> Work to do: List every line in the rows below that contains the word "hooded", copying each such line in full.

> Excerpted data:
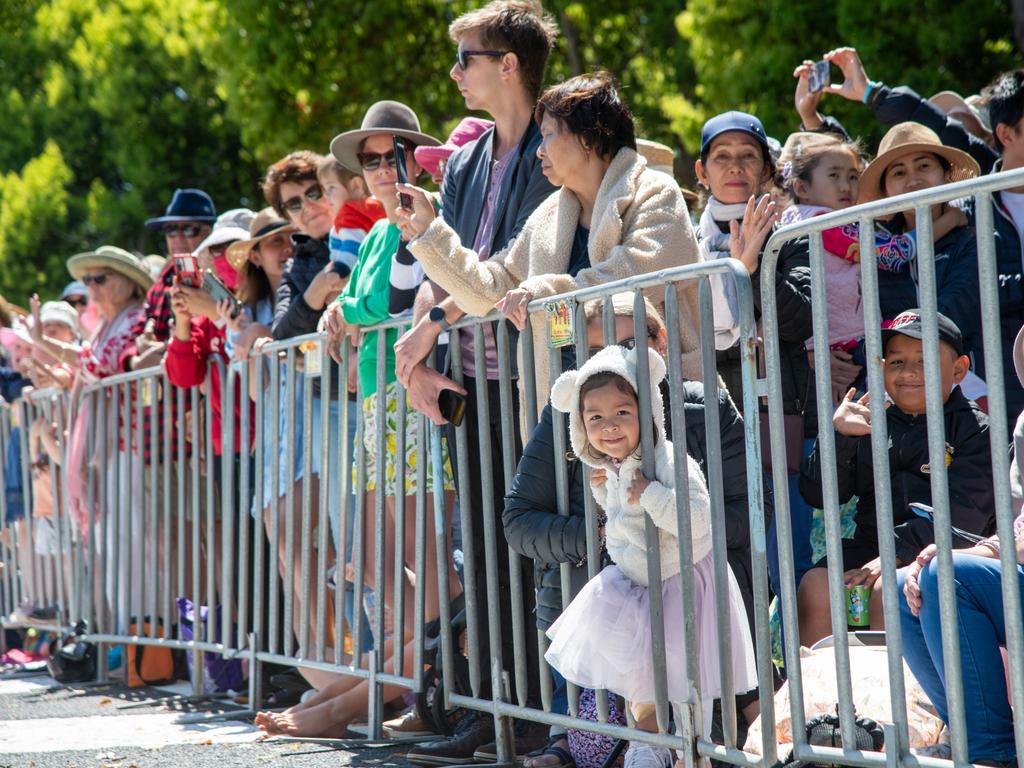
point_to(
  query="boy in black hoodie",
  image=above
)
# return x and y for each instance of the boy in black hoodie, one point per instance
(968, 460)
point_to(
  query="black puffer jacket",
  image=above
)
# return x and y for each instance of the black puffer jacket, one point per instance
(972, 499)
(793, 292)
(534, 527)
(292, 315)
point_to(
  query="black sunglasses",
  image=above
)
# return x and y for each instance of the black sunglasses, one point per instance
(371, 161)
(188, 230)
(462, 57)
(630, 343)
(294, 205)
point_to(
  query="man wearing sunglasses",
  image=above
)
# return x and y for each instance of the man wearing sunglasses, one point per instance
(186, 221)
(491, 187)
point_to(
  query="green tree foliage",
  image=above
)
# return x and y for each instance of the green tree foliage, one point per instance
(108, 107)
(39, 195)
(118, 96)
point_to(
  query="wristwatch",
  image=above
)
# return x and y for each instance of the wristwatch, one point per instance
(437, 315)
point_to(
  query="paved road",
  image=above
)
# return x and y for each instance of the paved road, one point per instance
(45, 725)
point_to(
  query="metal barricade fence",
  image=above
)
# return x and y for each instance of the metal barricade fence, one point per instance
(250, 530)
(897, 748)
(663, 289)
(37, 544)
(161, 516)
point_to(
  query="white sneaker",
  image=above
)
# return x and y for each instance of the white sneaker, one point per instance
(644, 756)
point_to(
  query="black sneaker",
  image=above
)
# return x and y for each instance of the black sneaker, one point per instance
(528, 736)
(473, 731)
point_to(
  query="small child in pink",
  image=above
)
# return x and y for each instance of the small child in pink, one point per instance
(821, 173)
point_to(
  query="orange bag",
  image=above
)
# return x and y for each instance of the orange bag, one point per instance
(148, 665)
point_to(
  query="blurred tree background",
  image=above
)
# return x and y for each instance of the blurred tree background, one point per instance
(109, 107)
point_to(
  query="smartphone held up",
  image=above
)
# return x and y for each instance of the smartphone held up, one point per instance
(404, 201)
(819, 77)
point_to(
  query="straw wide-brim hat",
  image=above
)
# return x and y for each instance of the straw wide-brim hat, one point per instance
(382, 117)
(264, 224)
(113, 259)
(909, 138)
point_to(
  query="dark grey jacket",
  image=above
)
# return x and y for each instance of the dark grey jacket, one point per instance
(292, 315)
(467, 179)
(535, 529)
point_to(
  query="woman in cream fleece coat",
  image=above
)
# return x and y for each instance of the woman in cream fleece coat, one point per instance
(634, 221)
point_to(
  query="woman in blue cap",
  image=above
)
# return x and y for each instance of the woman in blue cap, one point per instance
(735, 167)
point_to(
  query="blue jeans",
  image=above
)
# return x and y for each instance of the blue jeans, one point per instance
(801, 519)
(982, 632)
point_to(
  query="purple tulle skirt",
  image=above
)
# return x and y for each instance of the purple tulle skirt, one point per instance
(602, 639)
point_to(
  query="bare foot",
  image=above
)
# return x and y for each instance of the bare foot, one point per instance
(315, 722)
(264, 721)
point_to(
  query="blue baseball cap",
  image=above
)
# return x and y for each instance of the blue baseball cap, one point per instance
(733, 121)
(186, 205)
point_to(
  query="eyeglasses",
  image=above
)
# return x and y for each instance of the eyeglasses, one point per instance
(186, 230)
(294, 205)
(371, 161)
(462, 57)
(630, 343)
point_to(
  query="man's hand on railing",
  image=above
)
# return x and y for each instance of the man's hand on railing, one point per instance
(514, 304)
(747, 239)
(414, 347)
(424, 387)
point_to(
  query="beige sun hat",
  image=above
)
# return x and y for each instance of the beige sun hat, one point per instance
(907, 138)
(113, 259)
(382, 117)
(264, 223)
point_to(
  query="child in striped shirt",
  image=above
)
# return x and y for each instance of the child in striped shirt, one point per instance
(353, 210)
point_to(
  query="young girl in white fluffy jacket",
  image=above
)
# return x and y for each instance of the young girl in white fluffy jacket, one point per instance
(603, 638)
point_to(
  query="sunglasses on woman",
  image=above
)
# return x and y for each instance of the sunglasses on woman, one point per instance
(295, 205)
(186, 230)
(371, 161)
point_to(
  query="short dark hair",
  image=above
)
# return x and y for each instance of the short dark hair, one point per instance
(590, 108)
(330, 164)
(1006, 101)
(297, 167)
(517, 26)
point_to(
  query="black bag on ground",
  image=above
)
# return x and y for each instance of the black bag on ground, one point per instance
(73, 659)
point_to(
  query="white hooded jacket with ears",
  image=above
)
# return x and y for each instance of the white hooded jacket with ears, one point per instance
(625, 529)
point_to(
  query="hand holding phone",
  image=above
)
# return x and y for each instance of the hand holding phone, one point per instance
(819, 77)
(399, 166)
(215, 287)
(186, 269)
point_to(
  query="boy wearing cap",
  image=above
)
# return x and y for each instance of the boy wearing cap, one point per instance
(969, 467)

> Output of the exercise:
  query="white hooded jacket with ears",
# return x and y for each instance of the white hooded jacket with ears, one point per instance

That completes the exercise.